[Page excerpt]:
★ ★ ★ ★ ★

By using the status byte to store another byte of data, the system achieves n = 16 bits/advertisement (8 in the private key payload that require brute forcing, and 8 in the status byte for free).

Chunk failures (when none of the 2^n keys return a valid location) are an interesting case. It can mean 3 things:

  1. The chunk has not arrived yet. It takes time for the advertisements to be uploaded, which we profile more later. Originally, we would pause and retry every failed chunk several times, hoping to fetch the entire message in one go. While optimizing throughput, we began emphasizing entire message retries over chunk retries. By caching found chunks, the client can rapidly update as lost chunks are delivered to Apple. This was a significant step in making our client smarter and more robust.
  2. The chunk is missing. We discuss erasure correction shortly.
  3. The chunk is past the bounds of the message. To detect the end of a message, our simplest idea was the most successful. Once x chunks in a row fail (and we have an unbroken chain of resolved chunks up to this point), we assume that the message has ended. We deliberated sending the message length as metadata so that the client definitively knows when to stop querying, but elected to save time this way.

Synchronization

Everything we’ve outlined so far relies on the fact that the device and client can deterministically operate on the same message IDs and chunk numbers. Because this method is unidirectional, however, this assumption is problematic. How do we know if our device is sending a message? What if we miss messages because there’s no nearby finders? What if we don’t know when our device started transmitting?

It became apparent that an out-of-band synchronization channel was needed. This would be part of the key space that is set aside for denoting which messages have been sent.

We brainstormed many unsuccessful variations of how all possible 2^16 message IDs could be checked. Placing 1 byte in the key and the other in the status byte was promising, but different status bytes for duplicate keys overwrite each other. The sync packets are the most important chunks, because the client will not know to fetch the rest of the message if it doesn’t see them. For that reason, we wanted a protocol that could be expanded for arbitrary redundancy. We arrived at the following schema which spreads the message ID across 2 layers. The user can chose how many channels/dropboxes (with 2 layers each) they want.

Device: before the start of every message (and before successive repeats), transmit the 2 keys seen in the diagram (both with message ID = 0). One has the first byte of the message ID, the other has both.

  • After informing the client about what message it’s about to send, switch to that message’s keyspace and begin transmitting chunks.

Tip: Translation: device is placing a note in a mailbox (or several mailboxes!) that says “I’m about to start sending message x”

Client: whenever we don’t know what message to retrieve, check the layer 1 channel(s) for any new message indicators. It only has to brute-force 2^8 keys twice (1 for each layer) in order to search for possible message ID’s the device could be sending. When it sees a message ID that’s unaccounted for, it begins querying for that message’s contents.

Client periodically checks layer 1, and checks layer 2 when:

  1. A new key appears in layer 1.
  2. A report for a key has a different status byte.
    • Example: we received message 0x0011 already and take a break.
    • Query layer 1: get location reports for [ 0x0000 0x00 device_id 0x00 0x11 ] as expected.
    • However, some of the reports now have status byte = 0x33.
    • We know to check layer 2, and will see reports for both:
      • [ 0x0000 0x00 device_id 0x00 0x11 ]
      • and
      • [ 0x0000 0x00 device_id 0x33 0x11 ]
    • Even if we missed far more since 0x0011 (say message 0x2211 was sent in the meantime too), then we’ll also see [ 0x0000 0x00 device_id 0x22 0x11 ] in layer 2.

★ ★ ★ ★ ★

[Task]:
Reproduce the passage of the excerpt on message chunks and synchronization starting at "2. The chunk" and ending at "time this way.".

[Point-based annotation records]:
★ ★ ★ ★ ★

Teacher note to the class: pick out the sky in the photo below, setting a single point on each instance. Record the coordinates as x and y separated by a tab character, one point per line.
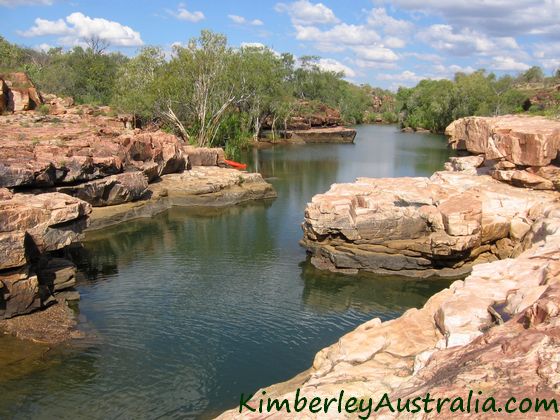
383	43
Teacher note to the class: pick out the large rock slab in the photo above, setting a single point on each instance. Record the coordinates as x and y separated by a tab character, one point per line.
496	331
202	186
521	140
18	93
110	191
417	226
34	224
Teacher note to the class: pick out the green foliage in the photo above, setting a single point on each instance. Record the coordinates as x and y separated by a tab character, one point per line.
434	104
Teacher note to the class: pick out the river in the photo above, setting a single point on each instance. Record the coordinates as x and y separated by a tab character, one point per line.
193	307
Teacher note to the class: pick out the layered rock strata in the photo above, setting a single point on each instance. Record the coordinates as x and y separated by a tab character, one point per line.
421	227
201	186
516	149
495	332
31	228
54	168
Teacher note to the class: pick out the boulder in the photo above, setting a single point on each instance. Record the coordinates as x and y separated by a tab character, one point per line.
204	156
34	224
494	332
522	140
112	190
21	93
159	147
417	227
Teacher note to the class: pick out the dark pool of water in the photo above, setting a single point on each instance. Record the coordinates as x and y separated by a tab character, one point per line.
193	307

★ ★ ★ ★ ★

[Full output]:
2. The chunk is missing. We discuss erasure correction shortly.
  3. The chunk is past the bounds of the message. To detect the end of a message, our simplest idea was the most successful. Once x chunks in a row fail (and we have an unbroken chain of resolved chunks up to this point), we assume that the message has ended. We deliberated sending the message length as metadata so that the client definitively knows when to stop querying, but elected to save time this way.